-- start of DATA RECORDS --
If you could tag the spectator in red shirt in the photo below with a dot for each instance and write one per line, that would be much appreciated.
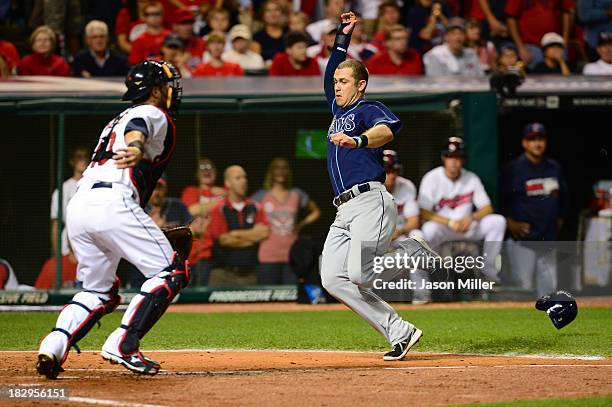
(529, 20)
(149, 43)
(237, 226)
(398, 59)
(9, 57)
(389, 15)
(173, 51)
(42, 61)
(200, 199)
(130, 24)
(194, 46)
(294, 61)
(216, 66)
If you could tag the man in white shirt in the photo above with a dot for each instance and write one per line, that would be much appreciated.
(240, 37)
(603, 66)
(333, 8)
(452, 57)
(447, 198)
(79, 159)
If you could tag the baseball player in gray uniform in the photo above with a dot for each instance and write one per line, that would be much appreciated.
(367, 214)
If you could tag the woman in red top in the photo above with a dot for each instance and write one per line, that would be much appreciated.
(42, 61)
(130, 24)
(282, 204)
(199, 200)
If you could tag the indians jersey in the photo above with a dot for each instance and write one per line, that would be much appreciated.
(159, 132)
(452, 199)
(404, 194)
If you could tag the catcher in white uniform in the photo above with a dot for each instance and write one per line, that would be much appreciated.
(447, 198)
(106, 222)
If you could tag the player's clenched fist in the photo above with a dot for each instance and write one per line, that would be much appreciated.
(342, 140)
(127, 157)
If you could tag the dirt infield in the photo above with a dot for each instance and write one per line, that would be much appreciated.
(314, 378)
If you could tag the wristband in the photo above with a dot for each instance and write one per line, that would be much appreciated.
(138, 144)
(364, 141)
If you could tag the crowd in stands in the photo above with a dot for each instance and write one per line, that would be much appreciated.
(93, 38)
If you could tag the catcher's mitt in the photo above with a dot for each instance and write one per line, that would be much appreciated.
(181, 240)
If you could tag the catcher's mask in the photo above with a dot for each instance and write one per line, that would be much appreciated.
(144, 76)
(560, 306)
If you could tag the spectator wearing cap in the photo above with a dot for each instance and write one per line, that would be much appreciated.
(534, 201)
(149, 43)
(490, 15)
(397, 59)
(508, 58)
(484, 49)
(596, 16)
(216, 66)
(98, 59)
(173, 51)
(294, 61)
(200, 199)
(455, 206)
(237, 226)
(130, 24)
(193, 46)
(553, 46)
(452, 57)
(297, 22)
(389, 15)
(269, 40)
(604, 65)
(241, 54)
(427, 22)
(321, 52)
(332, 10)
(42, 60)
(528, 21)
(9, 58)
-- end of DATA RECORDS --
THE REQUEST:
Omit the pictures, then quote the rest of the material above exactly.

REPLY:
If you could tag the spectator in red shirt in the photo below with a dot for each instance and write one per line, that would be much appreciated.
(529, 20)
(149, 43)
(237, 226)
(398, 59)
(9, 57)
(389, 15)
(173, 51)
(42, 61)
(200, 199)
(130, 24)
(194, 46)
(294, 61)
(216, 66)
If you could tag the man in white shirt in the photo above with a dot for each instance and write one per line, that would be much appreciated.
(240, 37)
(603, 66)
(333, 8)
(452, 57)
(447, 198)
(79, 159)
If you could tag the baseball player in gray uniform in the photo above with a dot for each instance and write one per line, that would be much appreciated.
(367, 214)
If you could tag the woman in red top in the photo above with a dot for each instance and write one per line, that would be much appreciated.
(42, 61)
(130, 24)
(282, 204)
(199, 200)
If you could tag the indians jersey in the photo above with a dot for each instance and write one per line, that would be much appreciated.
(159, 132)
(452, 199)
(404, 194)
If you could tag the catcher in white uniform in the photo above with a dot for each instance and write one per line, that would be much appreciated.
(447, 198)
(106, 222)
If you could tag the player's clenched fist in the photo above with a dot for each instance and write one per line, that would be much appreciated.
(342, 140)
(127, 157)
If you could tag the dirt infield in the photo above with a dot for each instance and write one per line, that would be much appreciated.
(314, 378)
If you could tag the wristband in the photo above with a dot for each instance and write one per line, that would be much appreciated.
(138, 144)
(364, 141)
If you could tag the crowd in stands in the photo above with a dot for each instance and write one per line, that would be much appreciated.
(93, 38)
If you could tag the catcher's mitt in the photo above with a dot for each instance and write one per line, that would be much appreciated.
(181, 240)
If you could tag the catcher's mask in the photo above with a dot for each instance and write one per line, that would be much appreciated.
(144, 76)
(560, 306)
If you could tag the spectator wearing cap in the photo above with a dot for each instance and write one per line, that would be much appreciated.
(534, 201)
(149, 43)
(490, 15)
(397, 59)
(508, 58)
(484, 49)
(596, 16)
(216, 66)
(98, 59)
(173, 51)
(294, 61)
(200, 199)
(455, 206)
(237, 226)
(130, 24)
(193, 46)
(553, 46)
(452, 57)
(297, 22)
(389, 15)
(269, 40)
(604, 65)
(241, 54)
(427, 22)
(321, 52)
(332, 10)
(42, 60)
(528, 21)
(9, 58)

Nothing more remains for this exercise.